EXERCISE:
Continue the glossary of agent and LLM terms from where it stops, adding entries in the same format and alphabetical order.

EXTRACTED TEXT:
Glossary
Terms of art used in this trainer, with enough precision to be useful and short enough to be memorable.
Agent. A system that pursues goals in an environment by taking actions. In LLM contexts: model + loop + tools + environment.
Agent graph. The directed graph of agents and subagents that collectively perform a task. Roots are user-facing; leaves are usually tools.
Agentic retrieval. Retrieval exposed as a tool the model decides when to call, as opposed to unconditional RAG.
Allowlist / denylist. Permission patterns that allow (or deny) specific tool calls or arguments. Allowlists are safer where feasible; denylists catch the obvious bad cases but miss creative ones.
Blast radius. The worst-case impact of a tool call or action. Drives permission design.
Cache breakpoint. A marker in the prompt telling the model provider “hash everything up to here.” Lets you skip re-pricing the static prefix of a long prompt.
Cancellation token. A first-class signal the loop checks to know it should stop. Distinguishes “user aborted” from “model finished” and from errors.
Compaction. Reducing the size of the conversation history to fit the prompt: summarization, selective retention, sliding window, hierarchical.
Context manager. The subsystem that decides what goes into and out of each prompt call.
Context window. The maximum token count a model can accept in one call.

[Collected data]

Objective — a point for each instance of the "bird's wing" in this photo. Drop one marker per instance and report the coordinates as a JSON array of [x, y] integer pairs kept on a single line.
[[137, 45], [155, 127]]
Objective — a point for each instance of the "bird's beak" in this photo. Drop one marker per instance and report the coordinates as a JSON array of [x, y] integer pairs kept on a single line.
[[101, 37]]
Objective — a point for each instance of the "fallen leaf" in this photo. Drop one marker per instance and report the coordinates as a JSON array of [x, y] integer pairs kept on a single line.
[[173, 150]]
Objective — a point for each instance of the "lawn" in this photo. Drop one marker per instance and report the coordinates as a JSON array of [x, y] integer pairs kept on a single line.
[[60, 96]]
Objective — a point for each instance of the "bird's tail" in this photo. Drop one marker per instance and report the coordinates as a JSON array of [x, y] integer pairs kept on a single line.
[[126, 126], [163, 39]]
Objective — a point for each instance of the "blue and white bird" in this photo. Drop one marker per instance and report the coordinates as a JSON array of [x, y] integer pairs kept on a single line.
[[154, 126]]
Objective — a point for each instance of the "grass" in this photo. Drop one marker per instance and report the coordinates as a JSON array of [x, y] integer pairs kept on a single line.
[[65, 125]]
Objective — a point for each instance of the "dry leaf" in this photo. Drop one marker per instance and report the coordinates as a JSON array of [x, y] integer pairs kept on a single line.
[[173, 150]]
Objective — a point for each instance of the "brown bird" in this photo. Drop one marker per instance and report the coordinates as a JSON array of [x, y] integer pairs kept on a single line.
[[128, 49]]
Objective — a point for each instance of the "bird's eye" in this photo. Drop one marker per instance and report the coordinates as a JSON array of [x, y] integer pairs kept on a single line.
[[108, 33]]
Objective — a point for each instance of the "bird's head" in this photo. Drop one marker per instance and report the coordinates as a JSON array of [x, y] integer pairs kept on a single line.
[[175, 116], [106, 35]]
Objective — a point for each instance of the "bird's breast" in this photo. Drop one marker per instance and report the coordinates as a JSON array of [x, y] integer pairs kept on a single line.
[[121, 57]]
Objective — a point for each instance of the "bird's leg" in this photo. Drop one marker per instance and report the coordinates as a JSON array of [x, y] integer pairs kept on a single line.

THE ANSWER:
Escrow (budget). Allocation pattern where a parent agent gives a child a budget, and reclaims the unused portion.
Eval (evaluation). A test case that measures agent behavior. Golden, rubric, judged, task-success, shadow, A/B.
Frontier model. The current most capable model generation from a given provider. Expect frontier to advance twice a year.
Golden eval. An eval that compares output (or trace) to a pre-recorded expected result.
Hallucination. Model output that is confident and wrong. In agents, often manifests as calling a tool that does not exist or claiming a file that is not there.
Harness. Everything around the model call that turns it into an agent: loop, tools, prompts, context manager, permissions, hooks, evals.
Harness architect. Someone responsible for the high-level shape of a harness or multiple harnesses in an organization. An emerging role as of 2026.
Harness engineering. The discipline this trainer is about.
Hook. A lifecycle callback that runs around harness events (pre/post tool, on start/stop, on error). Used for policy, logging, redaction, telemetry.
LLM-as-judge. Using an LLM to score the output of another LLM call. Scalable but noisy; requires calibration.
Loop. The control-flow part of the harness: call model, dispatch tools, decide when to stop.
MCP (Model Context Protocol). An open standard for tool servers. Lets harnesses discover and call tools over JSON-RPC.
Permission. The allow/deny/ask decision for a proposed tool call. See Module 05.
Prompt caching. A provider-side feature that caches the static prefix of a prompt and bills subsequent calls at a fraction of the input cost.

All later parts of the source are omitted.